EXERCISE OBJECTIVE: Reproduce the line that holds "of the plastic" together with all the lines after it up to the end of the entries.

★ ★ ★

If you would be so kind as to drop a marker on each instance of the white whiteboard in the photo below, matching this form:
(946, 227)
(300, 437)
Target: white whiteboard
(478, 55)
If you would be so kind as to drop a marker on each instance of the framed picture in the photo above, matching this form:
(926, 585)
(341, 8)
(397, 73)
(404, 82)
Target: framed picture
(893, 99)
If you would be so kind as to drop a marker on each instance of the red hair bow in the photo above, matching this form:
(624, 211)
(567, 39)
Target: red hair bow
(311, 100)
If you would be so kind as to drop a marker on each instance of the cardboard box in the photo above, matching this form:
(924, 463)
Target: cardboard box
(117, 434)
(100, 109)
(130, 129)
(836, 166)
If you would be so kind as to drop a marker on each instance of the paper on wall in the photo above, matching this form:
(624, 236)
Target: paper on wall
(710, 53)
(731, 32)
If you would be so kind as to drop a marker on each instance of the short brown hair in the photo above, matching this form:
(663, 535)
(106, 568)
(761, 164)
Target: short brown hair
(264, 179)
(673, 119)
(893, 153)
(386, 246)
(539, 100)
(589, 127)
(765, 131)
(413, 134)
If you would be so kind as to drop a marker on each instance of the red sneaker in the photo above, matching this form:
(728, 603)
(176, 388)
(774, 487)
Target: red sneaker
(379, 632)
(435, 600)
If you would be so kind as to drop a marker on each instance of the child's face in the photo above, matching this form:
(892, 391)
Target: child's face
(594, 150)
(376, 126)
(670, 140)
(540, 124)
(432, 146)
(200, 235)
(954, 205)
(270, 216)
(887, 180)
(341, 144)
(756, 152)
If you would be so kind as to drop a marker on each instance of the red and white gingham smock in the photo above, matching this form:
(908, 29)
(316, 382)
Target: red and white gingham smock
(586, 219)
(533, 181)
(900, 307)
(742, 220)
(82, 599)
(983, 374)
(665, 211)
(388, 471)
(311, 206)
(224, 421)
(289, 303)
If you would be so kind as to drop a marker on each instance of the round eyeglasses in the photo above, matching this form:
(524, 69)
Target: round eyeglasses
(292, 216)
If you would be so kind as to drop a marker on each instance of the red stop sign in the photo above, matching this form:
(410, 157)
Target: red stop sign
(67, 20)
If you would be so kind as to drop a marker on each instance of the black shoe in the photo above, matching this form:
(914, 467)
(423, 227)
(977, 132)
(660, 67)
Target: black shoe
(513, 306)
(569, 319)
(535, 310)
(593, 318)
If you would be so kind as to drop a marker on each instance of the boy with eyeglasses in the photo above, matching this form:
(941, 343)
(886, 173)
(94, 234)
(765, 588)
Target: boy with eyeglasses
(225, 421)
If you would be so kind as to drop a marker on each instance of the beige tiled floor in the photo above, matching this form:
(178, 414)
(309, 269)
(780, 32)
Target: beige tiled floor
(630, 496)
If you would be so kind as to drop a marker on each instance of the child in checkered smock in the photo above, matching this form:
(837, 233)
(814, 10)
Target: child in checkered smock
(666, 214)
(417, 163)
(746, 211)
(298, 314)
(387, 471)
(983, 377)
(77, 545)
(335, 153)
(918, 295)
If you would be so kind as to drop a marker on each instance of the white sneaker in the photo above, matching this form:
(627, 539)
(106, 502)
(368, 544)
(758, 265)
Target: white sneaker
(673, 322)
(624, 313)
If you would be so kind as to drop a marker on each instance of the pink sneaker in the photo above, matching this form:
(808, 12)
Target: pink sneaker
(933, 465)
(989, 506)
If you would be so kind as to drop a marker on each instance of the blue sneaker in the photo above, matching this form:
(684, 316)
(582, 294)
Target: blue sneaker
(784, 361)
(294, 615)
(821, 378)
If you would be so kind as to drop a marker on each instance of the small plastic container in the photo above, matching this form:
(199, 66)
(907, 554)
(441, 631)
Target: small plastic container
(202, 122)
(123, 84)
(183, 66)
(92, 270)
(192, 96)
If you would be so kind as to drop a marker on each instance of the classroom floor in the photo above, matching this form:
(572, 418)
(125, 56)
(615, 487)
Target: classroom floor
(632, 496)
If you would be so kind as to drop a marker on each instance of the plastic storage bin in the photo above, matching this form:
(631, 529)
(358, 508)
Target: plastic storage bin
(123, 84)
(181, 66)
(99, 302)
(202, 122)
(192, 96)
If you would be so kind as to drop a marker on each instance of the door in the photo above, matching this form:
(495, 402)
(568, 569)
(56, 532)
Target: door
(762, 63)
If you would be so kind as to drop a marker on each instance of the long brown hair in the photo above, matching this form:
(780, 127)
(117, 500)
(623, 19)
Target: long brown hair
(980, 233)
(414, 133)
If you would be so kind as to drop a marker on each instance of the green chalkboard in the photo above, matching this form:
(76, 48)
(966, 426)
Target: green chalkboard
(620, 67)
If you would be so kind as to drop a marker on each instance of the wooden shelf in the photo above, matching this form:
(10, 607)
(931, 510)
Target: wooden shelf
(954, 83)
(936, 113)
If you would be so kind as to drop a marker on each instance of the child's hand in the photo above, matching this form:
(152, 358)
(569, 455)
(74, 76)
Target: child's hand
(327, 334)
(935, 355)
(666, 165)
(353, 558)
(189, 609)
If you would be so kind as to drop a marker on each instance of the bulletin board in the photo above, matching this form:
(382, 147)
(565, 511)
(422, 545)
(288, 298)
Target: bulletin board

★ ★ ★

THE REPLY:
If you would be so kind as to drop a marker on each instance of the plastic storage bin in the photo above, matching this form:
(631, 529)
(358, 508)
Target: plastic storage bin
(123, 84)
(181, 66)
(99, 302)
(202, 122)
(192, 96)
If you would be so kind as to drop a marker on each instance of the door in the photo above, matching this form:
(495, 402)
(568, 569)
(56, 532)
Target: door
(762, 63)
If you would be so kind as to drop a marker on each instance of the long brown hair in the photo above, matching this form:
(780, 127)
(117, 500)
(623, 19)
Target: long brown hair
(980, 233)
(414, 133)
If you would be so kind as to drop a marker on each instance of the green chalkboard in the photo above, matching this form:
(76, 48)
(966, 426)
Target: green chalkboard
(620, 67)
If you would be so kind as to drop a marker on each instance of the wooden shelf in the photo above, matching this form:
(10, 607)
(931, 510)
Target: wooden shelf
(954, 83)
(936, 113)
If you would be so kind as to drop a marker on each instance of the child's hand in the photo above, matching this form:
(152, 358)
(569, 455)
(74, 76)
Target: child's hand
(327, 334)
(935, 355)
(666, 165)
(353, 558)
(189, 609)
If you would be so kind as to drop a marker on each instance of the bulletin board in the photo above, matching this form:
(382, 147)
(565, 511)
(422, 545)
(288, 298)
Target: bulletin board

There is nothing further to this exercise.